_Supplied data_.
────────────────────
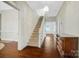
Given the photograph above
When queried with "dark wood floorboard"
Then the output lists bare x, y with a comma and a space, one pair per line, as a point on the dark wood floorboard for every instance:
47, 51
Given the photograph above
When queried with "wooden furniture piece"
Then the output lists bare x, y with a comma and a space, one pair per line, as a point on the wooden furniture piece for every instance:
67, 46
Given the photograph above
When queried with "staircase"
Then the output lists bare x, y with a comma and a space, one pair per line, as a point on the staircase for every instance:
35, 35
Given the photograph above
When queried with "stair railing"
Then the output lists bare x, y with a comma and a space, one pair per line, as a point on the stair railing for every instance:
41, 32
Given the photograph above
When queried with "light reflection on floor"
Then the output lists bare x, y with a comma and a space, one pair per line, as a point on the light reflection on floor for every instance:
50, 42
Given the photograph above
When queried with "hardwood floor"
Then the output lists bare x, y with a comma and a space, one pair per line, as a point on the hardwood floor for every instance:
48, 50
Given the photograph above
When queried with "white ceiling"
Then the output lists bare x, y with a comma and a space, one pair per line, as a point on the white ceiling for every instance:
4, 6
54, 6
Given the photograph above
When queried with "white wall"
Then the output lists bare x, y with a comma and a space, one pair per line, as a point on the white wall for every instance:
9, 25
68, 19
50, 27
27, 21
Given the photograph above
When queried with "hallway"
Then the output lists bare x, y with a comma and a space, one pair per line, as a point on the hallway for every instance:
48, 50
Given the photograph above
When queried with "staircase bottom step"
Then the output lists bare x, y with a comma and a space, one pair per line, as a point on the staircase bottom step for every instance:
31, 44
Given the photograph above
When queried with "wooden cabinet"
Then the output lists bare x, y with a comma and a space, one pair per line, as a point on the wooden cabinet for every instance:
67, 46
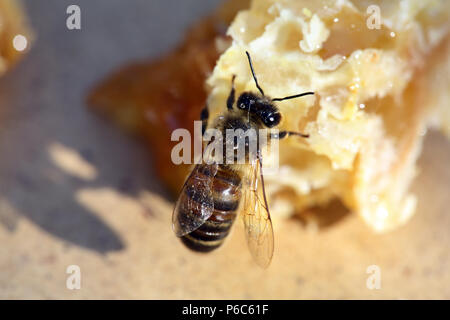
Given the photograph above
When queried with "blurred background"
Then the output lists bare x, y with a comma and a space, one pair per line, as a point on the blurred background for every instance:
75, 190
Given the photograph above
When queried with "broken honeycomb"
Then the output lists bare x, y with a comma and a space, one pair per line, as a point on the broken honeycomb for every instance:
15, 33
377, 91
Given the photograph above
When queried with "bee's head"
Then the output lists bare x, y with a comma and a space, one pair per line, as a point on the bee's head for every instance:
260, 107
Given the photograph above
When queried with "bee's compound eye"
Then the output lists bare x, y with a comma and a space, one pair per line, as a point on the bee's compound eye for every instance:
245, 101
272, 119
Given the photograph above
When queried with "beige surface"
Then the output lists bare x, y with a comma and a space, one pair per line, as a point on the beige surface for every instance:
74, 190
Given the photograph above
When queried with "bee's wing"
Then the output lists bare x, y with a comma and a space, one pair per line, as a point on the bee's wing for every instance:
256, 216
195, 203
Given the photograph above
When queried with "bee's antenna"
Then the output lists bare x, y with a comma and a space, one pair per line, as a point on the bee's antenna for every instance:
294, 96
253, 73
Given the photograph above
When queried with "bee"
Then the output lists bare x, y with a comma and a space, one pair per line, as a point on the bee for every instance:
212, 194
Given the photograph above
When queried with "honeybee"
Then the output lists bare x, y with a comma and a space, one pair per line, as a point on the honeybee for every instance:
211, 196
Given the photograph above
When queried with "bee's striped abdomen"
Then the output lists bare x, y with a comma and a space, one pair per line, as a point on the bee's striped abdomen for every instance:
226, 189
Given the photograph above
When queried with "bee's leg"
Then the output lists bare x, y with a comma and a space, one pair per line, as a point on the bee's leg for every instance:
283, 134
230, 100
204, 115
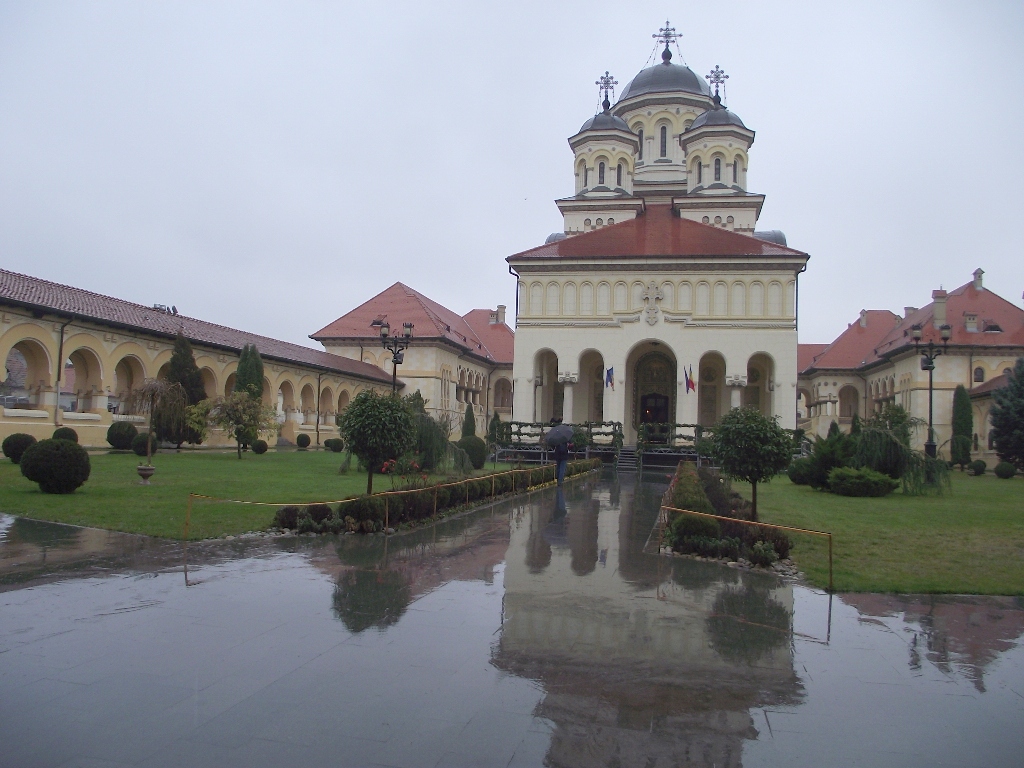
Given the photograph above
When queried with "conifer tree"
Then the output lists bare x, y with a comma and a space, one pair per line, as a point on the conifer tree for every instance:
469, 422
1008, 417
963, 427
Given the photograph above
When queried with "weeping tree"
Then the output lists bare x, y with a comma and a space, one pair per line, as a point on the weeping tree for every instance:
963, 427
164, 402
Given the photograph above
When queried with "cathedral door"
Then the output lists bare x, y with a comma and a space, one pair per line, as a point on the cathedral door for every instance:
654, 400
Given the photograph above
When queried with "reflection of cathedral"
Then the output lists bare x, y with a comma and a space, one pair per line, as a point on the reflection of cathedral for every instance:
658, 275
640, 665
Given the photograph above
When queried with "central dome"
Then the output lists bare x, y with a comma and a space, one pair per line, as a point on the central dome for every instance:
665, 78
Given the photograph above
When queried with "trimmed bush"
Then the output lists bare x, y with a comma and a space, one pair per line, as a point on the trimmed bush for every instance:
120, 434
862, 482
800, 471
287, 517
476, 449
1005, 470
762, 553
138, 444
58, 466
15, 444
65, 433
320, 512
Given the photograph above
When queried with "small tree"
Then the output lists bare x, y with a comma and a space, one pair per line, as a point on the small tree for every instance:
249, 376
469, 422
1008, 417
244, 417
963, 427
377, 428
752, 448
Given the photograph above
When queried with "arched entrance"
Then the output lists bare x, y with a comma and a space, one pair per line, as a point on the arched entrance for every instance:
652, 389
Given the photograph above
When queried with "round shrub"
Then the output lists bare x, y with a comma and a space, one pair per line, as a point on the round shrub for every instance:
66, 433
15, 444
287, 517
138, 444
476, 449
862, 482
800, 471
58, 466
1005, 470
120, 434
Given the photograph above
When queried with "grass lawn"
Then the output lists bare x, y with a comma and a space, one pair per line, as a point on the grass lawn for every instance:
114, 499
970, 541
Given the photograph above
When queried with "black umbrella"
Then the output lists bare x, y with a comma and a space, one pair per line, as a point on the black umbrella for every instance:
558, 435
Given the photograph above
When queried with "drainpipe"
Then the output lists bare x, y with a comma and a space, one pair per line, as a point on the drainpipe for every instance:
321, 374
56, 408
────────────────────
_Required work_. Print each record exactly as it stands, leaving the images out.

_Full response_.
Given the photograph above
When queried with "dark wood floorboard"
Then the output lists bare x, y with a comma and a space, one pair per line, as a point on the dark wood floorboard for every instance:
47, 51
Given the photograph above
When queried with "wooden furniture piece"
Then the output lists bare x, y with a comma and a space, one pair per line, as a point on the wooden furniture piece for every instance:
67, 46
Given the photograph above
When queried with "staircase"
Then the output lists bare x, y with a comma and a space, one pair per line, as a point on the staircase for every instance:
35, 35
Given the photograph above
When queried with "stair railing"
Then the output lists bare x, y with a comma and a space, one pair per line, as a point on the stair railing for every instance:
41, 32
Given the photograph above
When queried with "light reflection on floor"
Then the output lists bare x, y with a comma and a space, one pair per line, as a point on the light reflection on floor for every instance:
50, 42
Given the photograph above
When queried with "hardwood floor"
Then the output lists bare x, y with a comma and a space, one pair per line, as a point on the hardwood floor for every instance:
48, 50
Given the photograph above
When queried with "white ceiling"
Then the output lists bare x, y with a comma and a space, one pair per line, as a point on the white ceiling for every instance:
4, 6
54, 6
Given the photograph above
When queried with "white wall"
Then the output lists bare x, y with a comma and a space, one pair per line, as a point on the white wall for every instance:
9, 25
68, 19
50, 27
27, 21
Given the photograph above
When queried with "hallway"
Then the output lists bare x, y with a comma and a space, one pair per line, as a point on the hallway for every instance:
48, 50
Given the photograph above
When queried with "staircase bottom step"
Then the output lists bare x, y with a comma and a space, one pair per line, as a point on the staircase bottom step for every instance:
31, 44
Given the photograph above
When queried with "wooden cabinet"
Then the output lists bare x, y with a comma and a space, one pair per line, as a point on the wooden cabinet for every instance:
67, 46
Given the photograph above
When queried with "blurred background"
Then the output lists bare x, y with a comma and a space, one pair per line, as a point on the blurred background for every instance:
75, 190
Given the photograph above
When queried with "broken honeycomb"
Then the output lists bare x, y with a comma and a space, one pair per line, as a point on the broken honeycomb for every instance:
15, 33
377, 91
Given the photograph above
When queried with "bee's head"
Then the output lists bare x, y with a comma and a space, one pair per line, as a point on the bee's head for every instance:
260, 107
Given the photograph above
When queried with "bee's compound eye"
Then the output lists bare x, y with a comma and a space, one pair per line, as a point on the bee's compound eye for every instance:
245, 101
272, 119
Given the photograph above
When queried with "beige surface"
Then the output lists bare x, y with a comma and a space, one pair per line, as a point on the beige surface for every instance:
74, 190
Given the photograph above
When queried with "bee's wing"
Then the output lists bare x, y with a comma and a space, one pair per line, as a point on the bee's wing for every instance:
256, 216
195, 203
Given the photograph above
When queried with "bee's antenna"
Then the output lists bare x, y with a comma and a space, one pair per line, as a point on the bee's antenna for every instance:
294, 96
253, 73
Given the photograph above
When queried with "bee"
Then the output lists bare x, y with a comma and a space, one pair per line, as a point on the bee for every instance:
212, 194
Given the photograph above
When queried with "honeybee"
Then the output lists bare x, y with a comma and a space, one pair per line, as a point on the honeybee for every instance:
211, 196
Given the photograph above
When queried with "bee's striped abdomen"
Then the output lists bare x, y with a comma and a space, one pair per line, as a point on the bee's striped abdomen for every instance:
226, 189
Given the photograph above
When queried with "bee's leg"
Then the output lists bare x, y with a comma and a space, one pair per line, as a point on the bee's leg for every instance:
283, 134
230, 100
204, 115
Given the photograph above
When queried with "conifer tree"
Then the output lists bare x, y with a comma and a space, one pair per line, as a point on the conifer tree for every instance:
469, 422
1008, 417
963, 427
Given the photograph above
When queried with "weeping tree"
Then the output lists bare x, y with a comma and a space, one pair per line, as a point on the weeping tree for every instance:
963, 427
164, 402
Given the photograph above
When queried with "cathedral door"
Then the output lists bare x, y with a comma and a space, one pair per line, as a point on the cathedral door for every instance:
654, 400
Given the photograph above
When queried with "reflection of cathedral"
Then the output lists bare x, y with a comma and a space, one pair per line, as a point on the reflection of cathedral for every instance:
658, 275
640, 665
Given the photograph above
When queried with "central dome"
Then the output lists bare x, y with a comma and a space, one pair per line, as a point on the central dome for every instance:
665, 78
Given the photograph above
When queried with "trimmed bush"
Then the output lists bare x, y with a comma and a space, one pair per line, as a point on the trimmed bush for every instance:
120, 434
862, 482
800, 471
287, 517
476, 449
1005, 470
762, 553
138, 444
58, 466
15, 444
65, 433
320, 512
Given the photograph above
When queried with "small tree"
Then the output lists bare x, y with a comma and a space, one pair per line, as a point on the small tree for every instance:
249, 376
469, 422
1008, 417
244, 417
963, 427
377, 428
752, 448
Given the photograph above
When queried with "arched entrance"
Then the output lists bare x, y with a comma and a space, one pair per line, as a point on the arched entrance for every instance:
652, 389
Given the photograph above
When queried with "round shrub"
Then the output lists bare x, y with a comma and a space, one pair per line, as a point on the round shrub for every instance:
66, 433
15, 444
287, 517
138, 444
476, 449
862, 482
800, 471
58, 466
1005, 470
120, 434
Given the photograph above
When queried with "grass lawn"
Then the output lists bare x, y with a comma and a space, one pair per line, as a point on the grass lawn for every instance:
114, 499
970, 541
Given the photograph above
When queried with "black umbrella"
Then the output lists bare x, y with a comma and a space, one pair per line, as a point on the black umbrella for every instance:
558, 435
Given the photograph above
When queried with "drainpipe"
Then the output lists bare x, y with a comma and a space, one pair per line, as a point on the drainpipe for every instance:
321, 374
56, 408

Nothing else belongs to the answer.